___ Page text

All the focus on big data is missing the point. Yes, high performance computing architectures let us analyze very large data sets. And yes, that is interesting and helpful. But let’s go with a thought experiment here. Imagine the following:
- Real-time data feeds from all source systems;
- Incremental, multi-generational real-time data feeds and data storage so all prior versions of data are accessible;
- The end of batch processing, nightly loads, ETL or other boring stuff in order to prepare data;
- All queries you can dream of (well, maybe 98% of the queries) running in in less than a second;
- All the rest of the queries running in minutes, not hours and yes, even crazy Cartesian products, intended or not;
- The ability to construct a hierarchy of models that users can then interrogate themselves, with queries on those models running in a few seconds;
- Unlimited build-out scalability to handle (yes) big data;
- Accessing the data using many different query techniques (SQL, XQuery, MDX, or whatever else you like provided it is popular enough);
- All this data co-mingled with transactional data in a replicated everywhere environment that has the highest fault tolerance possible;
If the data management time for all this disappeared, what would be the effect on businesses? Good question.
What remains are the following problems:
- Improving data quality. Speed may kill but poor data quality kills adoption;
- Understanding the data structure and organization;
- Understanding the data itself;
- Preventing bad query (and bad model) sprawl. Shoddy thinking, embedded in a reusable data model can infect many minds;
If data preparation time disappears in this new world, all these problems improve significantly. The faster people see data and interact with data, the faster they understand it and the better they will model it. And the faster they remove data quality problems. Its ubiquity increases, and its cost decreases – a lot. This future drop in the cost of information will raise the value of the humans who model the data. If would also put enormous pressure on business decision making processes. Some processes would be far too slow to actually use fast data. And some might be fast enough to use fast data, but still not benefit. Just because you may have some useful data at the speed of thought does not mean you should act upon it. The rate of opportunity and change in markets (or for market leaders, the rate of change you wish to inflict upon the market) may not need to be as fast as fast data. On the other hand, if all companies had equally fast data, would the rate of change in markets accelerate leading to a compression of time wars? As if we didn’t have that already!
The emergence of fast data would also mark the merging of transactional and analytic data systems. Users would have the convincing illusion they were querying the source system. This would also mark the end of data warehousing as a useful concept. Instead, we will be left with oodles of data modeling to do. Disaster recovery might also disappear as fail-in-place architectures with copies of data in many places will obviate the need for hot sites, warm sites, cold sites and stinky sites. Except for speed of light problems (transactions limited by distance because of the time it takes for electrons to travel), data that can stand a little bit of asynchronicity (and the majority of business data falls into this category) can be quickly absorbed in this architecture. Undoubtedly, a lot of application and system software would need to be rewritten, since most of them treat all data as if it were a speed of light problem.
Does this sound at all compelling? And when will such a world exist? I hope soon. I am tired of long-running database processes still ravaging our systems and punishing analysts.
When big data becomes really-freaking-fast data, then the game changes.

______
___ Input data

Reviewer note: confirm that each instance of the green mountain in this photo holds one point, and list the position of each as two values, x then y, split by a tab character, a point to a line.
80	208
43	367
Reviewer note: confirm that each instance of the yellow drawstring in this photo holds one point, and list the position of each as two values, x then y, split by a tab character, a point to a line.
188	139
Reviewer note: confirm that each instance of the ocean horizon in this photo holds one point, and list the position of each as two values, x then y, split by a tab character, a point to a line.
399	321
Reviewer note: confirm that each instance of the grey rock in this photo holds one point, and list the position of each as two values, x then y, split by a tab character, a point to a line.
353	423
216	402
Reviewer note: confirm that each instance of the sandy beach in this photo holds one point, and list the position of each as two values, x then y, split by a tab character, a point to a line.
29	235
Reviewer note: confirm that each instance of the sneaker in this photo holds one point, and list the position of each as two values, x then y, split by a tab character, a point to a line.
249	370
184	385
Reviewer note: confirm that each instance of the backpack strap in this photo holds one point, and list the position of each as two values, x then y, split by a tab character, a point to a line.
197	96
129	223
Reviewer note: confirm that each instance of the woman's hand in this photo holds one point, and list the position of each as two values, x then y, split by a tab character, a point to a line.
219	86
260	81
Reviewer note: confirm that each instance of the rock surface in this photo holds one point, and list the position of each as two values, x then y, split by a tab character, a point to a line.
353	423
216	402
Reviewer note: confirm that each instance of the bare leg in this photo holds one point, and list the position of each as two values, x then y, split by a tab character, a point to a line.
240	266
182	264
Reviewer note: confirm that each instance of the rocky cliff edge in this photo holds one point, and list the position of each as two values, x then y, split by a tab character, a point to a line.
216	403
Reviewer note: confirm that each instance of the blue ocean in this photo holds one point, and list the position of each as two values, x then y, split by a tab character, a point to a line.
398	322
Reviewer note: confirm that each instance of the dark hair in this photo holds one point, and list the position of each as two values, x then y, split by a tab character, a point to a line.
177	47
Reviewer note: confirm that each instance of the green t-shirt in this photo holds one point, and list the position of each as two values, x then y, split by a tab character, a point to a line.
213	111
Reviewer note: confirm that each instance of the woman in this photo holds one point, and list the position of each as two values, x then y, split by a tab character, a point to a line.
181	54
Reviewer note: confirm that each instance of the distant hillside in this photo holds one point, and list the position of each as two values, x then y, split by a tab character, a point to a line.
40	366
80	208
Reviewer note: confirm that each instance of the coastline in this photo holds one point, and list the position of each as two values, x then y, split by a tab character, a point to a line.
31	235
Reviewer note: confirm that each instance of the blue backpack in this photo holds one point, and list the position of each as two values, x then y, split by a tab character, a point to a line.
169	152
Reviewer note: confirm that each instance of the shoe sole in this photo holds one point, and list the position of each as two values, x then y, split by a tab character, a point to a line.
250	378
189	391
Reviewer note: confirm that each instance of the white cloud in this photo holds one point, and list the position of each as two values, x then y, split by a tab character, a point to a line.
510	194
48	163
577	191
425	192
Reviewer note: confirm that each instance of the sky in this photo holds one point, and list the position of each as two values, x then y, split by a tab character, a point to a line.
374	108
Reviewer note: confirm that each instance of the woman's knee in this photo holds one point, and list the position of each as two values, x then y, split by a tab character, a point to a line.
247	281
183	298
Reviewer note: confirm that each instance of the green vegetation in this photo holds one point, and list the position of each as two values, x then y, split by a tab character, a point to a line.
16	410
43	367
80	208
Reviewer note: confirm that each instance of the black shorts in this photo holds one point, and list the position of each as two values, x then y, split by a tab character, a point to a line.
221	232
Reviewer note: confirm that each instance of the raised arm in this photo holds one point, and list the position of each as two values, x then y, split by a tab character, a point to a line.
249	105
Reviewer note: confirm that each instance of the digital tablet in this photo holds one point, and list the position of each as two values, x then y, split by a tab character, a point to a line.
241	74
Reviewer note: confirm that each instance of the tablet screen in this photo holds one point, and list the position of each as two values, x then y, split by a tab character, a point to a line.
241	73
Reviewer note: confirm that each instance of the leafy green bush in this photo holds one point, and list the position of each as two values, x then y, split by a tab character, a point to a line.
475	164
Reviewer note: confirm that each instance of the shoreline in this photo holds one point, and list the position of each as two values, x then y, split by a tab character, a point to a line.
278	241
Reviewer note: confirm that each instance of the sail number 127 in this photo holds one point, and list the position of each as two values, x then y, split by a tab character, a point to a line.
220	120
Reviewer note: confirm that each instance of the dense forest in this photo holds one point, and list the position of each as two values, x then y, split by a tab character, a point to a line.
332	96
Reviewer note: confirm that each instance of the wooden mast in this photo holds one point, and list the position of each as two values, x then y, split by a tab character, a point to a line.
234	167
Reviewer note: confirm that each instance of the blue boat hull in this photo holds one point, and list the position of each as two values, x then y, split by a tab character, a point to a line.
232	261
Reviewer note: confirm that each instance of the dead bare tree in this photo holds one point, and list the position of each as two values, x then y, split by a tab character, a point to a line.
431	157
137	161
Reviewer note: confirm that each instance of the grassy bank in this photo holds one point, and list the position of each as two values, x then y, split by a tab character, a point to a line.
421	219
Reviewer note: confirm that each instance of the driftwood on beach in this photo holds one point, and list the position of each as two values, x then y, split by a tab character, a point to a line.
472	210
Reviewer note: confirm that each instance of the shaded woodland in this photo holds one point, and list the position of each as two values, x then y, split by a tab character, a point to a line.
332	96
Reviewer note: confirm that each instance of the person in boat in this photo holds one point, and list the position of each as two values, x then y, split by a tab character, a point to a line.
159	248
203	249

______

**What you need to do:**
a. In the fast data post, what would the emergence of fast data mark the end of as a useful concept?
b. Transcribe the stretch of the fast data post from "Does this sound" through "the game changes.".
The rows above are separate material and have no connection to the fast data post.

**Results for the exercise:**
a. Data warehousing.

b.
Does this sound at all compelling? And when will such a world exist? I hope soon. I am tired of long-running database processes still ravaging our systems and punishing analysts.
When big data becomes really-freaking-fast data, then the game changes.